▸ **Work required**
Extract all of the data and reproduce it precisely.

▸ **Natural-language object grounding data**
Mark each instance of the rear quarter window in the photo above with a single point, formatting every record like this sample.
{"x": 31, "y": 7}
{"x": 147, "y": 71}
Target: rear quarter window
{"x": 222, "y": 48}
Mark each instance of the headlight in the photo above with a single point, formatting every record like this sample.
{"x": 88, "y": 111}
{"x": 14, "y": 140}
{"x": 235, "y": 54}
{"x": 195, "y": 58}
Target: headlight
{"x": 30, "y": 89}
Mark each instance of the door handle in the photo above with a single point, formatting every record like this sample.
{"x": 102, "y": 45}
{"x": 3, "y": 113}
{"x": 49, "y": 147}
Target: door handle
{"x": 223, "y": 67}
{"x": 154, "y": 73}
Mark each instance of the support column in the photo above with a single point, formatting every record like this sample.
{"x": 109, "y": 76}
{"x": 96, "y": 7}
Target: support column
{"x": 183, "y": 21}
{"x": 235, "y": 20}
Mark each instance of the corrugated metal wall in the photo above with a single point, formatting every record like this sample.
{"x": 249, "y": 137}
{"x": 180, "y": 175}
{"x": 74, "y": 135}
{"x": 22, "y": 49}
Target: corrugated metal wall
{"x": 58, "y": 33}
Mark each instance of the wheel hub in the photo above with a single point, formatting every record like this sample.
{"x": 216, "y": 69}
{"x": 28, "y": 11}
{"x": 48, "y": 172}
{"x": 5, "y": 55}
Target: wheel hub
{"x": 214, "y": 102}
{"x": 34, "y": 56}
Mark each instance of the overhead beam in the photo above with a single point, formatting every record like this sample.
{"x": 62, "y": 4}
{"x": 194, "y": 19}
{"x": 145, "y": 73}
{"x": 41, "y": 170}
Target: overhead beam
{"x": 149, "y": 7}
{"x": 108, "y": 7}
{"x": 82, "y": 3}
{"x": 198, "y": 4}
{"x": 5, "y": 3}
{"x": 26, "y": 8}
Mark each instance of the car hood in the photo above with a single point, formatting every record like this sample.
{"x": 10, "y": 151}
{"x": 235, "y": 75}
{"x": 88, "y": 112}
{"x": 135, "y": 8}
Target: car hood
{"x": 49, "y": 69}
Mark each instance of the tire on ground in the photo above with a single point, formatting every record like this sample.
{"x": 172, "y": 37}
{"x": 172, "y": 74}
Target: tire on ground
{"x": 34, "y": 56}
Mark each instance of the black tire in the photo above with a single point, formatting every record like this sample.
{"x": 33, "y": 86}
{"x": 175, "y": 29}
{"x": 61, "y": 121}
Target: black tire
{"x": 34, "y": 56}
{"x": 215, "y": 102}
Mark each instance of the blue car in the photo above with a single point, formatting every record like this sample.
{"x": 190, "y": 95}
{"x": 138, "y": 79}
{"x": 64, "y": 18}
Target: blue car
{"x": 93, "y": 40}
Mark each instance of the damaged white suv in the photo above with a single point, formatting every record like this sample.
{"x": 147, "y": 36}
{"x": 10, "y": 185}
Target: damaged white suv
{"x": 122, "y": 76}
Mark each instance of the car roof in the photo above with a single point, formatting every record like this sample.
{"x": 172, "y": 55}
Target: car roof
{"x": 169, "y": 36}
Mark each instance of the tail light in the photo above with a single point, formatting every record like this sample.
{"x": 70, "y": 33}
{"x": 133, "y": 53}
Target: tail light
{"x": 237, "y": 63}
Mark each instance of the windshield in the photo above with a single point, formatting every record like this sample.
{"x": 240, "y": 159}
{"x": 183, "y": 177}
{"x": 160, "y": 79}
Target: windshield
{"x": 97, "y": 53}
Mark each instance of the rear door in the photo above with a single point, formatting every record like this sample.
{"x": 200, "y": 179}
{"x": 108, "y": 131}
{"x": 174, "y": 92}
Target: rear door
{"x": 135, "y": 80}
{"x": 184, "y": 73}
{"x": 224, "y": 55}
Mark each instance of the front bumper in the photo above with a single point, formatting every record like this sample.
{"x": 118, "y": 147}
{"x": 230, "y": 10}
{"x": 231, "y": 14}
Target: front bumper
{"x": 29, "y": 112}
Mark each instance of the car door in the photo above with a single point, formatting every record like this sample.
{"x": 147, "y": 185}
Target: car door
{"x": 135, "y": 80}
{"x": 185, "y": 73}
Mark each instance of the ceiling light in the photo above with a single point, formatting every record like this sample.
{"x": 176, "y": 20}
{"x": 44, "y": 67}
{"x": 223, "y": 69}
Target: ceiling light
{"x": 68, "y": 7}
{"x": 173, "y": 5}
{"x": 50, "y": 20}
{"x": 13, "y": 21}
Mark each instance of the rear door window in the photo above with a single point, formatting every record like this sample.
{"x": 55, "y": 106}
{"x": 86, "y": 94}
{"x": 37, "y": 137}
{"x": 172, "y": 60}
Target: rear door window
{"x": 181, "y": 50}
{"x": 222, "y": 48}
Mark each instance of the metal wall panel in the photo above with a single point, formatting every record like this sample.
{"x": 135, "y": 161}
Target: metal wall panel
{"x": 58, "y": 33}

▸ **Your response**
Mark each instance of the rear quarter window in the photo above with a single point, formatting every record like this sample.
{"x": 31, "y": 7}
{"x": 147, "y": 71}
Target: rear quarter window
{"x": 222, "y": 48}
Mark each instance of the headlight in the photo above with a single point, formatting every record like this sample.
{"x": 88, "y": 111}
{"x": 14, "y": 140}
{"x": 235, "y": 54}
{"x": 195, "y": 58}
Target: headlight
{"x": 30, "y": 89}
Mark each instance of the door handle in the photo above with a single point, formatting every record like this sample.
{"x": 102, "y": 45}
{"x": 3, "y": 113}
{"x": 49, "y": 147}
Target: door handle
{"x": 223, "y": 67}
{"x": 154, "y": 73}
Mark each instance of the support column in the photo above with a single point, formatting every record like this sample.
{"x": 109, "y": 76}
{"x": 96, "y": 7}
Target: support column
{"x": 183, "y": 21}
{"x": 235, "y": 20}
Mark each instance of the corrugated metal wall in the photo above with a single point, formatting every record like this sample.
{"x": 249, "y": 137}
{"x": 180, "y": 175}
{"x": 74, "y": 135}
{"x": 22, "y": 49}
Target: corrugated metal wall
{"x": 58, "y": 33}
Mark each instance of the wheel hub in the photo above with a single point, formatting every record like this sample.
{"x": 216, "y": 69}
{"x": 28, "y": 11}
{"x": 48, "y": 172}
{"x": 5, "y": 55}
Target: wheel hub
{"x": 214, "y": 102}
{"x": 34, "y": 56}
Mark each instance of the overhead beam in the photo above with a single point, formatting every record like this sample.
{"x": 62, "y": 4}
{"x": 194, "y": 19}
{"x": 145, "y": 73}
{"x": 41, "y": 170}
Target: overhead beam
{"x": 149, "y": 7}
{"x": 108, "y": 7}
{"x": 82, "y": 3}
{"x": 198, "y": 4}
{"x": 5, "y": 3}
{"x": 26, "y": 8}
Mark each instance of the car hood in the photo above with a single point, formatting every record like this sample.
{"x": 10, "y": 151}
{"x": 235, "y": 75}
{"x": 88, "y": 112}
{"x": 135, "y": 8}
Target: car hood
{"x": 49, "y": 69}
Mark each instance of the tire on ground in the photo above with a single point, formatting every record like this sample.
{"x": 172, "y": 37}
{"x": 172, "y": 74}
Target: tire on ground
{"x": 34, "y": 56}
Mark each instance of the black tire in the photo above with a single point, formatting every record like this sample.
{"x": 33, "y": 86}
{"x": 175, "y": 29}
{"x": 61, "y": 121}
Target: black tire
{"x": 34, "y": 56}
{"x": 215, "y": 102}
Mark each instance of the blue car in the photo above with a single point, formatting every record like this sample.
{"x": 190, "y": 95}
{"x": 138, "y": 79}
{"x": 64, "y": 18}
Target: blue car
{"x": 93, "y": 40}
Mark each instance of the damaged white suv in the photo above with a single point, formatting every record like this sample.
{"x": 147, "y": 36}
{"x": 10, "y": 185}
Target: damaged white suv
{"x": 122, "y": 76}
Mark each instance of the car roof in the photo above with a single point, formatting every record like this sample.
{"x": 172, "y": 55}
Target: car roof
{"x": 169, "y": 36}
Mark each instance of the tail light in the photo above with a single point, formatting every record like this sample.
{"x": 70, "y": 33}
{"x": 133, "y": 53}
Target: tail light
{"x": 237, "y": 63}
Mark each instance of the windshield in the photo above with a single point, formatting every record like this sample.
{"x": 240, "y": 159}
{"x": 183, "y": 177}
{"x": 160, "y": 79}
Target: windshield
{"x": 97, "y": 53}
Mark each instance of the rear door in the photo above with a single point, formatting every record like this sample.
{"x": 200, "y": 179}
{"x": 108, "y": 131}
{"x": 174, "y": 92}
Target: rear door
{"x": 135, "y": 80}
{"x": 184, "y": 73}
{"x": 224, "y": 55}
Mark each instance of the front bumper in the photo above with a single point, formatting every record like this sample.
{"x": 118, "y": 147}
{"x": 230, "y": 10}
{"x": 231, "y": 14}
Target: front bumper
{"x": 29, "y": 112}
Mark each instance of the car door in the photo above with a single point, formatting every record like this sample.
{"x": 147, "y": 185}
Target: car door
{"x": 135, "y": 80}
{"x": 185, "y": 73}
Mark each instance of the ceiling light in the photo above with a single point, formatting every record like this sample.
{"x": 176, "y": 20}
{"x": 44, "y": 67}
{"x": 223, "y": 69}
Target: ceiling light
{"x": 68, "y": 7}
{"x": 173, "y": 5}
{"x": 50, "y": 20}
{"x": 13, "y": 21}
Mark each instance of the rear door window in the photo above with a single point, formatting every record like this sample.
{"x": 55, "y": 106}
{"x": 86, "y": 94}
{"x": 37, "y": 137}
{"x": 172, "y": 60}
Target: rear door window
{"x": 181, "y": 50}
{"x": 222, "y": 48}
Mark each instance of the metal wall panel in the photo above with a single point, formatting every record like this sample.
{"x": 135, "y": 161}
Target: metal wall panel
{"x": 58, "y": 33}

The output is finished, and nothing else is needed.